-- start --

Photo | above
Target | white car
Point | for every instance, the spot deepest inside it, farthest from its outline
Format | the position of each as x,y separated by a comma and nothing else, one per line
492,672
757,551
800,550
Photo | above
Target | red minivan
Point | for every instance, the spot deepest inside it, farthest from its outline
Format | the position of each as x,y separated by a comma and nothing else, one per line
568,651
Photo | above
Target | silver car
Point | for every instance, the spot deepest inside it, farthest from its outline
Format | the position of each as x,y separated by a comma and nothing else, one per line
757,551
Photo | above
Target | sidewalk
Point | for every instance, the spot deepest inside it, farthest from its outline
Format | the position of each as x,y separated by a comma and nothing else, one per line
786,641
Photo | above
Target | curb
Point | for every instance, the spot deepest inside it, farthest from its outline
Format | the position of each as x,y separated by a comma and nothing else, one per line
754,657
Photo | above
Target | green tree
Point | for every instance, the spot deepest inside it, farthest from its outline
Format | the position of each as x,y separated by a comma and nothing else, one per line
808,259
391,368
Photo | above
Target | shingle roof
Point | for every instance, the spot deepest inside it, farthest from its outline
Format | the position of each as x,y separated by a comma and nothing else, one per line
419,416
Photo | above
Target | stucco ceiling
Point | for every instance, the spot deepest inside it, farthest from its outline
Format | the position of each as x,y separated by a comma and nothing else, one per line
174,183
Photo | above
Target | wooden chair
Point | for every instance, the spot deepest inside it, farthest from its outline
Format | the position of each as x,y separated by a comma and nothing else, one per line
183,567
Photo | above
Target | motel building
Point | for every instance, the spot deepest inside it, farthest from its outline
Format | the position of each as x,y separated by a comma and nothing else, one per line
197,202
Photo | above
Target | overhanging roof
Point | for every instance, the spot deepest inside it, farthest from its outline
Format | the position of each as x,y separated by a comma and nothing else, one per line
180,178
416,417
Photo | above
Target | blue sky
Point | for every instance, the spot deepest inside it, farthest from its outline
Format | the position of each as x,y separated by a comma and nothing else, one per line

-- end --

Goal
Copy every line exactly. Leave nothing out.

Written solution
Photo | above
Target | white car
Point | for every instance, the spot deepest inside it, farthest from its outline
Format | the position of each as x,y separated by a comma and nothing else, one per line
492,672
757,551
800,550
Photo | above
Target | red minivan
Point | for every instance, the spot deepest inside it, farthest from its outline
Format | the position of each as x,y separated by a comma and nothing else, one per line
568,651
Photo | above
Target | silver car
Point | for every instance, the spot deepest inside it, farthest from its outline
Format | the position of each as x,y separated by a comma and nothing else, one per line
757,551
Photo | above
Target | sidewalk
Point | for every instance, the spot deepest inside it, farthest from its outline
Format | the position of each as x,y separated by a comma and nothing else, one per line
786,641
Photo | above
Target | curb
Point | for every instance, the spot deepest inside it, farthest from its outline
Format | the position of each as x,y separated by a comma and nothing else, one per line
754,657
Photo | above
Target | green tree
Point | for every instance, the spot deepest inside it, farthest from its outline
Format | the position of each as x,y separated by a comma and nothing else, one per line
808,259
391,368
Photo | above
Target | shingle roof
Point | for every instance, the spot deepest inside it, farthest from its outline
Format | the position of each as x,y separated by a comma and nothing else, one per line
419,416
Photo | above
Target | stucco ceiling
Point | for every instance, the spot deepest inside it, farthest from its outline
Format | the position of each as x,y separated by a comma and nothing else, one per line
174,183
Photo | above
Target | wooden chair
Point | for every instance, the spot deepest inside it, farthest from its outline
Format | the position of each as x,y separated by a comma and nothing else, one per line
183,567
Photo | above
Target | motel building
Point | for every instance, the spot deepest inside it, farthest from its outline
Format | the position of each as x,y separated by a comma and nothing else, one per line
197,202
Photo | above
Target | overhanging roof
Point | for every instance, the spot deepest inside it, farthest from its outline
Format | the position of each as x,y separated by a comma and nothing else, one per line
180,178
416,417
Photo | above
Target | blue sky
Point | for every instance, the spot deepest inside it, farthest from its outline
Format | the position of each as x,y separated by a comma and nothing else, one per line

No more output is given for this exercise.